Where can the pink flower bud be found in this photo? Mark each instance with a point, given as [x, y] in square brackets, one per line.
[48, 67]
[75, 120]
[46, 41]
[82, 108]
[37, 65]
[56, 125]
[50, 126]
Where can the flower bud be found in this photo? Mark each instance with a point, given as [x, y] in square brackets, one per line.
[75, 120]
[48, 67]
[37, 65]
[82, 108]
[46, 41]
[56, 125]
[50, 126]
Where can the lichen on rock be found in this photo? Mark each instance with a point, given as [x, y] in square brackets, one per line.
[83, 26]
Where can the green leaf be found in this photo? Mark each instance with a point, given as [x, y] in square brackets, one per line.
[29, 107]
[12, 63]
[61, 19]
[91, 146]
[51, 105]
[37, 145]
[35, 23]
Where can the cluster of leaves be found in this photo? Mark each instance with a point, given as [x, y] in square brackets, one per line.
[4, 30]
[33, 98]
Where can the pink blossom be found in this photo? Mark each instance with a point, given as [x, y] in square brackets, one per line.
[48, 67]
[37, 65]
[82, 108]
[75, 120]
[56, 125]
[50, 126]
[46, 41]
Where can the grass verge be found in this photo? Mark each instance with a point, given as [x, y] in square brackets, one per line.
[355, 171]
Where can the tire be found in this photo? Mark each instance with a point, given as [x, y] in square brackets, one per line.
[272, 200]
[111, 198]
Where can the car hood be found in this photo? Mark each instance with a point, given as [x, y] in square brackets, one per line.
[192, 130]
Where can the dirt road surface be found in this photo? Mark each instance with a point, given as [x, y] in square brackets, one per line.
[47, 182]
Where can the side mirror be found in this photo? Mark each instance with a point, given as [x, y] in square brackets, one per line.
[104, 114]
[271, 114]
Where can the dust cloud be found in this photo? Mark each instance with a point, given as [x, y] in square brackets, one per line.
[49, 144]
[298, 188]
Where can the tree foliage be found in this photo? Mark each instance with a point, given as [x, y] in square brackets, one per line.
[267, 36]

+ + +

| PROBLEM TO WORK ON |
Print every entry exactly as it appears.

| FINISHED EXERCISE |
Where can the pink flower bud be found in this photo? Mark each instance with a point, given as [x, y] in square brackets, one per line.
[48, 67]
[75, 120]
[46, 41]
[82, 108]
[37, 65]
[56, 125]
[50, 126]
Where can the flower bud be found in this photo? Mark each instance with a point, given as [x, y] in square brackets, one per line.
[75, 120]
[48, 67]
[37, 65]
[82, 108]
[46, 41]
[56, 125]
[50, 126]
Where can the lichen on rock be found in this photo? Mark each instance with a point, given as [x, y] in square brackets, one per line.
[83, 26]
Where can the green leaf be found in this photo? Mark each instance with a point, given as [x, y] in square brackets, one per line.
[29, 107]
[12, 63]
[61, 19]
[91, 146]
[51, 105]
[37, 145]
[35, 23]
Where can the cluster of leaves be found in this photo? Mark each instance with a point, given as [x, y] in square brackets, one per line.
[4, 30]
[33, 98]
Where can the pink blossom be found in this photo? Mark each instance with a point, given as [x, y] in square brackets, one per line.
[48, 67]
[37, 65]
[82, 108]
[75, 120]
[56, 125]
[50, 126]
[46, 41]
Where can the grass verge be found in this photo? Mark each instance with a point, given as [x, y] in square brackets, one per line.
[355, 171]
Where can the tire be found in this photo? Mark each instance with a point, given as [x, y] in square brackets, one per line.
[272, 200]
[111, 198]
Where can the car hood be found in this photo? Mark each instance with a point, given as [x, y] in square brackets, one per line.
[192, 130]
Where can the dirt road surface be found in this photo? Mark each instance with a point, given as [x, y] in square brackets, one per line.
[47, 182]
Where can the side mirror be found in this photo? Mark each instance with a point, given as [x, y] in square brackets, one per line.
[104, 114]
[271, 114]
Where can the dust cloud be found in this photo? Mark each instance with a point, given as [x, y] in square brackets, one per line.
[49, 144]
[298, 188]
Where can the tree foliage be found in this photo? Mark each instance with a point, given as [x, y] in square brackets, one per line.
[267, 36]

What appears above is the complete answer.